** BEGIN Excerpt **
# Does anybody have the navionics app for there iphone



## Pikedaddy (Jul 20, 2005)

I am just wondering if that app is worth buying? Any info would be great.


----------



## Salmonid (Apr 14, 2004)

I have it its pretty cool, only thing I don't like is that you can only zoom in so far to mark a spot, best if your on the waypoint and then mark it, that's way more accurate then eyeballing one. But of course Im sure that's why the map programs are 100+ dollars vs 9.99 for the phone version. Still worth every penny...
Salmonid


----------



## whodeynati (Mar 12, 2012)

I wish it compatible with the S4. I would have got it months ago.


----------



## Salmonid (Apr 14, 2004)

what is S4? I have it on my Iphone 4 and it works fine..

Salmonid


----------



## whodeynati (Mar 12, 2012)

Samsung Galaxy s4. I seen people have given reviews with the phone, but I email Navionics and they advised against downloading it?


----------



## ranger373v (Oct 26, 2012)

I just use the free web app. Unless i got my humminbird!


----------



## Pikedaddy (Jul 20, 2005)
** END Excerpt **
** BEGIN Material shown **
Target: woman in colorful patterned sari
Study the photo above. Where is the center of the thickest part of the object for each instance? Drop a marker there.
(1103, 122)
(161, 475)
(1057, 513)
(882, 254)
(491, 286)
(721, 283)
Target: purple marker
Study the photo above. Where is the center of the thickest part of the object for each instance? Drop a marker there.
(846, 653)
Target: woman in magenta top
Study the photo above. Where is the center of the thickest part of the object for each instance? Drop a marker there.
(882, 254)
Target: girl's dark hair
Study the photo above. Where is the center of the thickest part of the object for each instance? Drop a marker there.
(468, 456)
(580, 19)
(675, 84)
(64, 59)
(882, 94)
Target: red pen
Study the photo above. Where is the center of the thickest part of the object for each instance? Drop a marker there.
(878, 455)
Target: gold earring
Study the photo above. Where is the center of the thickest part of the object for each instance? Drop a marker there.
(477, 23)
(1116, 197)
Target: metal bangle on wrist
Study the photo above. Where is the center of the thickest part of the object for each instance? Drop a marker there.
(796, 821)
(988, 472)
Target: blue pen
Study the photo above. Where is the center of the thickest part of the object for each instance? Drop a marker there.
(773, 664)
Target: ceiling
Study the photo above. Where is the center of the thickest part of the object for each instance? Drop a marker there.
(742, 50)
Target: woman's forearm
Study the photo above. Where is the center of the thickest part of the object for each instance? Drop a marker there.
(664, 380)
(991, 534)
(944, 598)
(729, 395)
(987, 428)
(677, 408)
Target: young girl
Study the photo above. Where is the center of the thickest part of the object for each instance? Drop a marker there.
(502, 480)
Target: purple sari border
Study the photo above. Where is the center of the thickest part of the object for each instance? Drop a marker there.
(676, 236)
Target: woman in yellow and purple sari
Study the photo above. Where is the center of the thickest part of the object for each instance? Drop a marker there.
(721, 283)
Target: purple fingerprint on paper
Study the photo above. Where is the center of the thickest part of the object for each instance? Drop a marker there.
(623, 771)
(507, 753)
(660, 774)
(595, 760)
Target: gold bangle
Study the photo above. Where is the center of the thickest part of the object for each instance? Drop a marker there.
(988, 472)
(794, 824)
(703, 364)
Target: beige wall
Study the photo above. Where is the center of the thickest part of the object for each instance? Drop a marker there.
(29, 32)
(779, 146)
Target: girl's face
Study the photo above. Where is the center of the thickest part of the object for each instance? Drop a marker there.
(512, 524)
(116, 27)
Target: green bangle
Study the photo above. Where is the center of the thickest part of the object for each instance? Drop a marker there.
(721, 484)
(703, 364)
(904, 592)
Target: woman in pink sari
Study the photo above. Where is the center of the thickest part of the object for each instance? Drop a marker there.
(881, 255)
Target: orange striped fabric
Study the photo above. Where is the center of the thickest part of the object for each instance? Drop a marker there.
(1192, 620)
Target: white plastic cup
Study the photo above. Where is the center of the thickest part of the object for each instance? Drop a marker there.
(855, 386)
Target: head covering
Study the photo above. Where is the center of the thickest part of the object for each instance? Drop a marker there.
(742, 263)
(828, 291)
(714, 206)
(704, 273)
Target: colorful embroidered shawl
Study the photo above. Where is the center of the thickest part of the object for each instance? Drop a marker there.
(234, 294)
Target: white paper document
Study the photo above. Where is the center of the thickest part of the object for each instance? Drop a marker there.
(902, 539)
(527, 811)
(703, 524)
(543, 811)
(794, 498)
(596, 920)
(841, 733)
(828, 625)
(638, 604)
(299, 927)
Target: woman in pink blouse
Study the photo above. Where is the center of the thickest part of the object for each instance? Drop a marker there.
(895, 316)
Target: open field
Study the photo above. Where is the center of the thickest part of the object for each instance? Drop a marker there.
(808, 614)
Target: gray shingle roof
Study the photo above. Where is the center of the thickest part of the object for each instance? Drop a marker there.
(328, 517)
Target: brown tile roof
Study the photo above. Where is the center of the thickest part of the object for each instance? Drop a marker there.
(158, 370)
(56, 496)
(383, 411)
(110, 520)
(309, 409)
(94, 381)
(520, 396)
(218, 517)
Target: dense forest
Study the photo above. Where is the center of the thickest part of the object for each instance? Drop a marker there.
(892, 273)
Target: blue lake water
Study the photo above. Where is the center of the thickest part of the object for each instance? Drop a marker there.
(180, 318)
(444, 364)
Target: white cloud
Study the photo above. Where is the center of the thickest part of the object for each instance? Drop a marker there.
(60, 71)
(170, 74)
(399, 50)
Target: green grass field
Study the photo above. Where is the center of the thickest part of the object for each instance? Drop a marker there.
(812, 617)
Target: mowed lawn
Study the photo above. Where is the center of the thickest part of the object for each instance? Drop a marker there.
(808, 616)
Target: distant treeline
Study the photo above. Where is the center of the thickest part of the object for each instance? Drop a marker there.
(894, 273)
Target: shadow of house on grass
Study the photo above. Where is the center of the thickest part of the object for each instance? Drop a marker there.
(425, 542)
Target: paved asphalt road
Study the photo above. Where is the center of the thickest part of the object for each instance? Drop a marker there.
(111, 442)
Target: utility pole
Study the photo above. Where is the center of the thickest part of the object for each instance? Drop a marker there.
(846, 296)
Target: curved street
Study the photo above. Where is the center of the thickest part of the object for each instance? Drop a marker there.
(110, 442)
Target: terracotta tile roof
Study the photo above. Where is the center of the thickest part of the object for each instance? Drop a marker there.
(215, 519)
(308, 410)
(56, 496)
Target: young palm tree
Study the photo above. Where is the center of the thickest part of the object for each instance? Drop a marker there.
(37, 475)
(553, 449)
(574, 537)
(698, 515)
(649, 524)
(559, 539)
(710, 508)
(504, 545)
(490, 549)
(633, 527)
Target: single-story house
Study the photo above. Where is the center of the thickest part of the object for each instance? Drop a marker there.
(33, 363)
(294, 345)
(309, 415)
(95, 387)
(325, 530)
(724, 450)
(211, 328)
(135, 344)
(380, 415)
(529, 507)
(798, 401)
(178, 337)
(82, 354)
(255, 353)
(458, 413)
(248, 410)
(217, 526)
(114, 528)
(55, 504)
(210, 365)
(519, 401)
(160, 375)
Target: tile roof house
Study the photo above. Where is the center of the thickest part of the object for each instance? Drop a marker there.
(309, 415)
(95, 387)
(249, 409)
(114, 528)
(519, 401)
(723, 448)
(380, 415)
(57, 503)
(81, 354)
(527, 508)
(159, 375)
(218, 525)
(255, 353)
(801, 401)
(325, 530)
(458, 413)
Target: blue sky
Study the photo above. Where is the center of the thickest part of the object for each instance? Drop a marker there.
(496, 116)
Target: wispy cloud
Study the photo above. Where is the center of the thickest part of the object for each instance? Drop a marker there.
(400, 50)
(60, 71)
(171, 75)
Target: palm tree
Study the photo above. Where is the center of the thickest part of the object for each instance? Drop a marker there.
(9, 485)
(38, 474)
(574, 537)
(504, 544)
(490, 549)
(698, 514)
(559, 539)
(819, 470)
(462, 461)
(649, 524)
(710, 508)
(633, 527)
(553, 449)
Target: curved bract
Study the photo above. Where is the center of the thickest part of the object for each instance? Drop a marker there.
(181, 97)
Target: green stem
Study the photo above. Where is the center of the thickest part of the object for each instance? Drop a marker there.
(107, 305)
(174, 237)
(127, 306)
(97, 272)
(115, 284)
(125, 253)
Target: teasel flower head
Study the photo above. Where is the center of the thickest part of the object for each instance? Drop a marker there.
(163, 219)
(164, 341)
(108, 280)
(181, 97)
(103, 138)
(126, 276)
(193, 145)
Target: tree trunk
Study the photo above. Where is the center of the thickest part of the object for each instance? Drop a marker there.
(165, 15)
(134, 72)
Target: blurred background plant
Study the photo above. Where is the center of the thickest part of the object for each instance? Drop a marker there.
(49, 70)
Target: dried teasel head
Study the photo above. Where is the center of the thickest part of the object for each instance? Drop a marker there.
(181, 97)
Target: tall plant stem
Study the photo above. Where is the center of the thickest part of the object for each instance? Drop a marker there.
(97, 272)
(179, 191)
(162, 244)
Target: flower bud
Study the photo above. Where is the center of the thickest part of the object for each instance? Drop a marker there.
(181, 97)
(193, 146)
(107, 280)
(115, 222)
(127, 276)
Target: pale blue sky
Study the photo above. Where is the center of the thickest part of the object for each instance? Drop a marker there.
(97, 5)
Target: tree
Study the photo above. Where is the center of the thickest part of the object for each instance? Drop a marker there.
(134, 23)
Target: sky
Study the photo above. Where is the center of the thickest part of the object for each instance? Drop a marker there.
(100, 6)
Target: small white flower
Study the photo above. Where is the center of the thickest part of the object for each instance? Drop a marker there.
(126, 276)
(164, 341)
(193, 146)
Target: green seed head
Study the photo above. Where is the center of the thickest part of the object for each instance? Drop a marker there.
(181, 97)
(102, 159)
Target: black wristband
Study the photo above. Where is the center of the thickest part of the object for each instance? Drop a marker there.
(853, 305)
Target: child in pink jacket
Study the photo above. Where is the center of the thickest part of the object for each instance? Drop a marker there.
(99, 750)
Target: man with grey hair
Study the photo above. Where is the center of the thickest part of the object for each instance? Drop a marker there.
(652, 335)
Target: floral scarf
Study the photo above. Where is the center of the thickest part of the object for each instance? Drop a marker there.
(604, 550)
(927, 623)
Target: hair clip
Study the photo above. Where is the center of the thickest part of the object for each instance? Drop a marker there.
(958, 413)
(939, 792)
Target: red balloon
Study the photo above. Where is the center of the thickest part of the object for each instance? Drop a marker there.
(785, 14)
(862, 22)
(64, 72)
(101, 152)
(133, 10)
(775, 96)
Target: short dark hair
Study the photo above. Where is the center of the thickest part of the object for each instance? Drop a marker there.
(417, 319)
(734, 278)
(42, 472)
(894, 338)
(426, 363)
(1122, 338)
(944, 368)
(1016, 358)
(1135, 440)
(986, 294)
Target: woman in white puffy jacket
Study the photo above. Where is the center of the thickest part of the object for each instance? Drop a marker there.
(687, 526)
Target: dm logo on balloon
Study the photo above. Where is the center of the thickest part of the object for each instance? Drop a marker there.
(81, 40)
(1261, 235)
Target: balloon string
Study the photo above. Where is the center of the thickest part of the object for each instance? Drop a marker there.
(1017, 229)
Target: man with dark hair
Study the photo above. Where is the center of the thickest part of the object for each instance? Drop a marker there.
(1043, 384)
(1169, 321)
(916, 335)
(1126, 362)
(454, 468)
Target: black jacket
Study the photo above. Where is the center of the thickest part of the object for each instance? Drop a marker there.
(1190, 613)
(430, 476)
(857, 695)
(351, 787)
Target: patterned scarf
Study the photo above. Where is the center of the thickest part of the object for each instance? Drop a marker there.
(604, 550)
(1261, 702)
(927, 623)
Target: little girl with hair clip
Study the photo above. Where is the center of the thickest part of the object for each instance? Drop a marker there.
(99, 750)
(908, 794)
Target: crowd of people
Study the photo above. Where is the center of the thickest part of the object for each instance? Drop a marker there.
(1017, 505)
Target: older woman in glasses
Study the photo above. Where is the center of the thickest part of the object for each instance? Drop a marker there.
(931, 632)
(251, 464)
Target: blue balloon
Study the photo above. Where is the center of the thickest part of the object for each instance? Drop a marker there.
** END Material shown **
Your goal
Continue the forum thread on the Navionics phone app from where it stops.

Output
Salmonid said:


> I have it its pretty cool, only thing I don't like is that you can only zoom in so far to mark a spot, best if your on the waypoint and then mark it, that's way more accurate then eyeballing one. But of course Im sure that's why the map programs are 100+ dollars vs 9.99 for the phone version. Still worth every penny...
> Salmonid


 Thanks for the info. For only 10 bucks I will check it out.


----------



## KirtH (Apr 13, 2012)

Yes I have it on my Android 4GLTE, awesome app well worth the money.


----------



## vibe (Jan 12, 2011)

Well worth it!!!!!

Sent from my LG-L38C using Ohub Campfire mobile app


----------



## puge (May 14, 2009)

whodeynati said:


> Samsung Galaxy s4. I seen people have given reviews with the phone, but I email Navionics and they advised against downloading it?


I have been using it on my Galaxy s4 since September with no problems. I actually like it more than the computer App.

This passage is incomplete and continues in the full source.